* REQUIRED ACTION *
Beneath this instruction is a block of data; output from it exactly the lines that run from the one containing "Expected: one point per instance of the man" through the one containing "Expected: one point per instance of the orange", inclusive.

** Opening TASK DATA block **

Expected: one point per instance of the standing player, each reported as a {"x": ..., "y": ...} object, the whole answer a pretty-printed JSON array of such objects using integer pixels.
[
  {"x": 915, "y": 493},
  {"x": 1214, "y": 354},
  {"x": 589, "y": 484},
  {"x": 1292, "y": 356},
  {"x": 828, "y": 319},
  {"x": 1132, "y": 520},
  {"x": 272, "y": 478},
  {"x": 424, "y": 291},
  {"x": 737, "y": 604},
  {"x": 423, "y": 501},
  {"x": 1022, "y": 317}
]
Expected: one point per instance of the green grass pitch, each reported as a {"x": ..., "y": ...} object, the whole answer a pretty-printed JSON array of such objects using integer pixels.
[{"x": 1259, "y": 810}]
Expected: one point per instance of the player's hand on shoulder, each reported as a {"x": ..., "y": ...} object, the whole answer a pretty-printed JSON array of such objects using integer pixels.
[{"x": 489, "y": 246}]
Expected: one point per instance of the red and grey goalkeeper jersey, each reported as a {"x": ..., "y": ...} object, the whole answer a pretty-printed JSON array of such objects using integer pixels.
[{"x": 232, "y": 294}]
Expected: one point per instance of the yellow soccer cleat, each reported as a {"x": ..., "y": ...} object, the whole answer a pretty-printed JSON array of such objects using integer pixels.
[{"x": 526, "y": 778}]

** Closing TASK DATA block **
** Opening TASK DATA block **

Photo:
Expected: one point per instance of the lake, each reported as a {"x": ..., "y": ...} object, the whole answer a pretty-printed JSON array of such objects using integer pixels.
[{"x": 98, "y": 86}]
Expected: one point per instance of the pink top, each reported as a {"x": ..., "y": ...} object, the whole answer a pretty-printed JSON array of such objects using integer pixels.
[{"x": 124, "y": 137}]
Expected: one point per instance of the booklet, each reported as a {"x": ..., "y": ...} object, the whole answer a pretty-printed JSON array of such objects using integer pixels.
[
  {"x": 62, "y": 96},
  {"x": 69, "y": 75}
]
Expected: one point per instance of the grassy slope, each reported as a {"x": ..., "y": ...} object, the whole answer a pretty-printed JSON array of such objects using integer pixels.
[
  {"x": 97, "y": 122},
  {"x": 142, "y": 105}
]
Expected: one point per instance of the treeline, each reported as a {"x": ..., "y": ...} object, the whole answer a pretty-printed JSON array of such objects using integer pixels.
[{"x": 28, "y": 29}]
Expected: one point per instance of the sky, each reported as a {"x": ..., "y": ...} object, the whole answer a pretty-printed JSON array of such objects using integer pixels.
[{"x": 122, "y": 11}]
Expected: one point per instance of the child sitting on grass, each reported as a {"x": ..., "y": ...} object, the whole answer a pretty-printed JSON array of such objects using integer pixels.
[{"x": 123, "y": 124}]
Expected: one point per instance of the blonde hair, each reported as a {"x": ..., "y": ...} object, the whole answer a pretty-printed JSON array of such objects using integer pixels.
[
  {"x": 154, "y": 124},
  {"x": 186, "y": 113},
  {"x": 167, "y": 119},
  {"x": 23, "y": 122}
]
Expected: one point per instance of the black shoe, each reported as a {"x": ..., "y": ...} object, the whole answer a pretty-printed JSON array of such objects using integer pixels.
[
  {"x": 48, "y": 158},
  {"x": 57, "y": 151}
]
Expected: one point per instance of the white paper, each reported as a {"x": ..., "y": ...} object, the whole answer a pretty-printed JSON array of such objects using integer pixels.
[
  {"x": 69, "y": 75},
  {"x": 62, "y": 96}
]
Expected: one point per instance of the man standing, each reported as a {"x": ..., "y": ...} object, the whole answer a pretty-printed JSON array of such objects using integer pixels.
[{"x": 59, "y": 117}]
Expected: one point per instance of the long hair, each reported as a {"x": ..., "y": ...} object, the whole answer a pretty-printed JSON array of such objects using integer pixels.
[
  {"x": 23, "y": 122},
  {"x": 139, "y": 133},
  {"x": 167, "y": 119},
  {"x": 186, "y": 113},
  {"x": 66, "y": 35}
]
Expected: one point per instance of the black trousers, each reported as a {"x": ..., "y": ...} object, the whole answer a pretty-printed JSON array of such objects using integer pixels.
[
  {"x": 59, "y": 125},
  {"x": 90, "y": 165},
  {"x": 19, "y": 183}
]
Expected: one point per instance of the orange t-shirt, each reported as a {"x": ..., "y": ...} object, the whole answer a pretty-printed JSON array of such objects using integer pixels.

** Closing TASK DATA block **

* FINAL ANSWER *
Expected: one point per instance of the man standing, each reported as a {"x": ..., "y": ...} object, the whole answer a pretty-printed JSON array of such objects using integer pixels.
[{"x": 59, "y": 117}]
Expected: one point per instance of the long hair, each reported as a {"x": ..., "y": ...} object, the whole answer a pretty-printed JSON array of such objects using integer pixels.
[
  {"x": 23, "y": 122},
  {"x": 139, "y": 133},
  {"x": 167, "y": 119},
  {"x": 186, "y": 113},
  {"x": 66, "y": 35}
]
Expected: one point per instance of the black trousers, each reported as a {"x": ..., "y": ...} object, the whole answer a pretty-printed JSON array of such objects using integer pixels.
[
  {"x": 59, "y": 125},
  {"x": 90, "y": 165},
  {"x": 19, "y": 183}
]
Expected: one point per instance of the orange t-shirt, each reported as a {"x": ..., "y": ...} object, the whole answer a pretty-printed JSON array of such objects using integer pixels.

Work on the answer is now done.